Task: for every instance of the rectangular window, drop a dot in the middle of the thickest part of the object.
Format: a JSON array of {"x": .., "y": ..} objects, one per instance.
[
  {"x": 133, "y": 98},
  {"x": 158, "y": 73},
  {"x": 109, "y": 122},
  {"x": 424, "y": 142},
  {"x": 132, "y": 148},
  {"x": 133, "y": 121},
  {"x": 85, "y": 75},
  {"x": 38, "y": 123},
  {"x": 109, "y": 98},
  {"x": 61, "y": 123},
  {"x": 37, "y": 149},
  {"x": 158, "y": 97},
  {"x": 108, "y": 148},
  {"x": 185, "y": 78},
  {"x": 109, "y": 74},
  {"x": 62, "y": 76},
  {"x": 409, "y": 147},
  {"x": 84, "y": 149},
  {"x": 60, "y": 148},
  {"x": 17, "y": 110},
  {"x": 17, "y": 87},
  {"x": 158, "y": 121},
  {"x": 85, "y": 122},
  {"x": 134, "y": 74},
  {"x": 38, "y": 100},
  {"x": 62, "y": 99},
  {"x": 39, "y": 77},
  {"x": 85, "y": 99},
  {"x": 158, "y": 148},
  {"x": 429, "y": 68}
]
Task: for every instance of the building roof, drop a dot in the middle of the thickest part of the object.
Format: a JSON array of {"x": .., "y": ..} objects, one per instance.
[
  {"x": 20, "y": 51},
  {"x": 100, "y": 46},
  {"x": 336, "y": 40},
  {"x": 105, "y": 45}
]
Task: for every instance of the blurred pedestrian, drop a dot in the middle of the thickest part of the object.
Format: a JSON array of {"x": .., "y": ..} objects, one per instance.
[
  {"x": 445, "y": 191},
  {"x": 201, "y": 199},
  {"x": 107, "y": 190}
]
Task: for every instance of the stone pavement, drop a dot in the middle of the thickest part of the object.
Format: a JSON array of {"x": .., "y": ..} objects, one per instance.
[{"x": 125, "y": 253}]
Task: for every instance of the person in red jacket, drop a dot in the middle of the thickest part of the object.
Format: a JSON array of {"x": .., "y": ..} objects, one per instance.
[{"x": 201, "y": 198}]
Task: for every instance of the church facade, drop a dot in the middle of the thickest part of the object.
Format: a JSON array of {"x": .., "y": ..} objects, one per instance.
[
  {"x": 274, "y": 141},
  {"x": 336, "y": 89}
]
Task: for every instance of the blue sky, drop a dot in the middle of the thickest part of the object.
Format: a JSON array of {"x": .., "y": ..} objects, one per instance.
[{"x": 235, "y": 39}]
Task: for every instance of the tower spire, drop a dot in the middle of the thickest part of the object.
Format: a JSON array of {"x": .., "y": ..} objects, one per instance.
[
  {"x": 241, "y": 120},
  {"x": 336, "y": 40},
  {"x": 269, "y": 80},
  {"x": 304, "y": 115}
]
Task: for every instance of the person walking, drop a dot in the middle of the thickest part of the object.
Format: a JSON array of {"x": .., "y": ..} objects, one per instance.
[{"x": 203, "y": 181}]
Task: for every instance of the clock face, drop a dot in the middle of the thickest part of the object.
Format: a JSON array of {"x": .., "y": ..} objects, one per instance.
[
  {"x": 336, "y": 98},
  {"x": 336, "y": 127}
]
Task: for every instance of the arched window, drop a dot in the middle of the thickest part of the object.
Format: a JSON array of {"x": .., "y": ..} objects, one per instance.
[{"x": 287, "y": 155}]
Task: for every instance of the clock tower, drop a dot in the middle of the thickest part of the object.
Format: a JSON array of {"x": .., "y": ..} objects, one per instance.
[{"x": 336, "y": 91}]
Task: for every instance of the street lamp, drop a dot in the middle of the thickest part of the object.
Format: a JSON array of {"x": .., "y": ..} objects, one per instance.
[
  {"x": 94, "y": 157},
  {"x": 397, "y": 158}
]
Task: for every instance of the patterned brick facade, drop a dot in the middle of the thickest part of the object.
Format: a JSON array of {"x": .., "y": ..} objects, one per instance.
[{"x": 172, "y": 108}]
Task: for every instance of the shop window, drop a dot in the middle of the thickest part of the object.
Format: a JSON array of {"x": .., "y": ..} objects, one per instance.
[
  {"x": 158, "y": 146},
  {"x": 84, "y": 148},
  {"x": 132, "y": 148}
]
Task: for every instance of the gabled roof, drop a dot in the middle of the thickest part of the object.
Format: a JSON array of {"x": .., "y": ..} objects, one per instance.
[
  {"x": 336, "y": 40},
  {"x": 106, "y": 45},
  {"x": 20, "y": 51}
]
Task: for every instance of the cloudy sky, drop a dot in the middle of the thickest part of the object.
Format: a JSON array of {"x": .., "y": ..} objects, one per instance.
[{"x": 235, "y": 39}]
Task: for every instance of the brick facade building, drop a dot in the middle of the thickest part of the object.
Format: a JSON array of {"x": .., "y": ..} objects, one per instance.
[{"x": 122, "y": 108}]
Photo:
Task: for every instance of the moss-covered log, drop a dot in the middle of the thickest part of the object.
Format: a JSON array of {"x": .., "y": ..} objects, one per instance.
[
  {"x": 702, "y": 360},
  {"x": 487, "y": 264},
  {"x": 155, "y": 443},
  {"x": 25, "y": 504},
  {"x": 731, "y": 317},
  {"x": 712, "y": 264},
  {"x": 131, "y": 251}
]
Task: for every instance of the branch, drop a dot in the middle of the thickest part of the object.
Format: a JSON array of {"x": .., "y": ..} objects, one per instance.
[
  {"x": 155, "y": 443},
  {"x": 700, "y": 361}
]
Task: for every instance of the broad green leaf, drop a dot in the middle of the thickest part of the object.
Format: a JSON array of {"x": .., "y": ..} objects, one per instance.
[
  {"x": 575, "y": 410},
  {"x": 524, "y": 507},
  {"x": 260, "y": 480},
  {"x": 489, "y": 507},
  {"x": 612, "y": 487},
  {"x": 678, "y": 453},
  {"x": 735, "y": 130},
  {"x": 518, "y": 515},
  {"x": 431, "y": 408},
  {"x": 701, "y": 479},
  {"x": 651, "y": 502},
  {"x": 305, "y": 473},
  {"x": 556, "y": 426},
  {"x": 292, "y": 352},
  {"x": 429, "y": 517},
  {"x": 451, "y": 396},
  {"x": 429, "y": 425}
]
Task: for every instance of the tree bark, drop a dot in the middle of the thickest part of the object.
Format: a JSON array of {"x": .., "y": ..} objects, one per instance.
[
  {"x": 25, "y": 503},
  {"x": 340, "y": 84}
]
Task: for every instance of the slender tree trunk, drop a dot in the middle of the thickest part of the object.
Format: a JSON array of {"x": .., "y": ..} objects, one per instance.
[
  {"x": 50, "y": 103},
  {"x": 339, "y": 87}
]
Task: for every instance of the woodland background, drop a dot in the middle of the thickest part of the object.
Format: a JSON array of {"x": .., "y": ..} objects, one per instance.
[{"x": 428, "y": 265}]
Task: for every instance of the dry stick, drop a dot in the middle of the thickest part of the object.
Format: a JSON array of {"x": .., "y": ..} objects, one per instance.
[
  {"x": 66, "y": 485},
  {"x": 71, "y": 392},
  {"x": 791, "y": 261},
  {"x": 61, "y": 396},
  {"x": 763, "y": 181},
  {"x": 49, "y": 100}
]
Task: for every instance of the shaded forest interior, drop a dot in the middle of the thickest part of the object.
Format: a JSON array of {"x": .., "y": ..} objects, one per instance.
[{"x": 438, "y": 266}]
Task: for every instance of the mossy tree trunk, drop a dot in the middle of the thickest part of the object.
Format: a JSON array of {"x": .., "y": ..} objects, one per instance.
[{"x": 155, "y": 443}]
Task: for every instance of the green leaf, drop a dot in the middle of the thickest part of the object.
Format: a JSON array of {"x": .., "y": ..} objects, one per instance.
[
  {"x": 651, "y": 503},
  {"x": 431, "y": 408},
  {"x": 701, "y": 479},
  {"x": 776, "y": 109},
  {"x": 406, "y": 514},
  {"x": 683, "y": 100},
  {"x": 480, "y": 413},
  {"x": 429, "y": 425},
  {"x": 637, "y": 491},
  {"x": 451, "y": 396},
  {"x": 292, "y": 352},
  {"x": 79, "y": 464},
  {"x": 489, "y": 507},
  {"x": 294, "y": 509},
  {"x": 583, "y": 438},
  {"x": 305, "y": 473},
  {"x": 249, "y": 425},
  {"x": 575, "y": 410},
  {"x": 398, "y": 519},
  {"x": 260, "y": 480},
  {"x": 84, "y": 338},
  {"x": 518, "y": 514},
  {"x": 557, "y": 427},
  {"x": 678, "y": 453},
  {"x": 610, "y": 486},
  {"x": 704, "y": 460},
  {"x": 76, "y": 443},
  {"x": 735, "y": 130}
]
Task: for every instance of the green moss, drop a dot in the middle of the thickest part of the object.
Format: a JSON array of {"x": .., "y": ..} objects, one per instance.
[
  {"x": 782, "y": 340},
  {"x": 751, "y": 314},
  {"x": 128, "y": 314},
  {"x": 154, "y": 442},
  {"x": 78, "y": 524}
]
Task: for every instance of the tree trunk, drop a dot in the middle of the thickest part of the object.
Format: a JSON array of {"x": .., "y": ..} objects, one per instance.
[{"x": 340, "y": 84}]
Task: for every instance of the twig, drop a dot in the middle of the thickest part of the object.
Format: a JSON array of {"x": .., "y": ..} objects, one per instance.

■ ■ ■ ■

THE EXERCISE: Could you copy out, word for word, everything in the material above from the line containing "Task: for every instance of the green moss, drop" down to the end of the material, including both ends?

OUTPUT:
Task: for every instance of the green moss, drop a dot in the middle of the thickest part of the object.
Format: a JSON array of {"x": .., "y": ..} objects, one per instance.
[
  {"x": 782, "y": 340},
  {"x": 751, "y": 314},
  {"x": 128, "y": 314},
  {"x": 154, "y": 442},
  {"x": 78, "y": 524}
]
Task: for every instance of the tree trunk, drop a dot in the middle of the thickest part of the object.
Format: a JSON array of {"x": .., "y": ..} objects, one per instance.
[{"x": 340, "y": 84}]
Task: for every instance of the twig, drop a dot in the middle of the thickest part of the object.
Format: a JSON array of {"x": .., "y": ..} objects, one per instance.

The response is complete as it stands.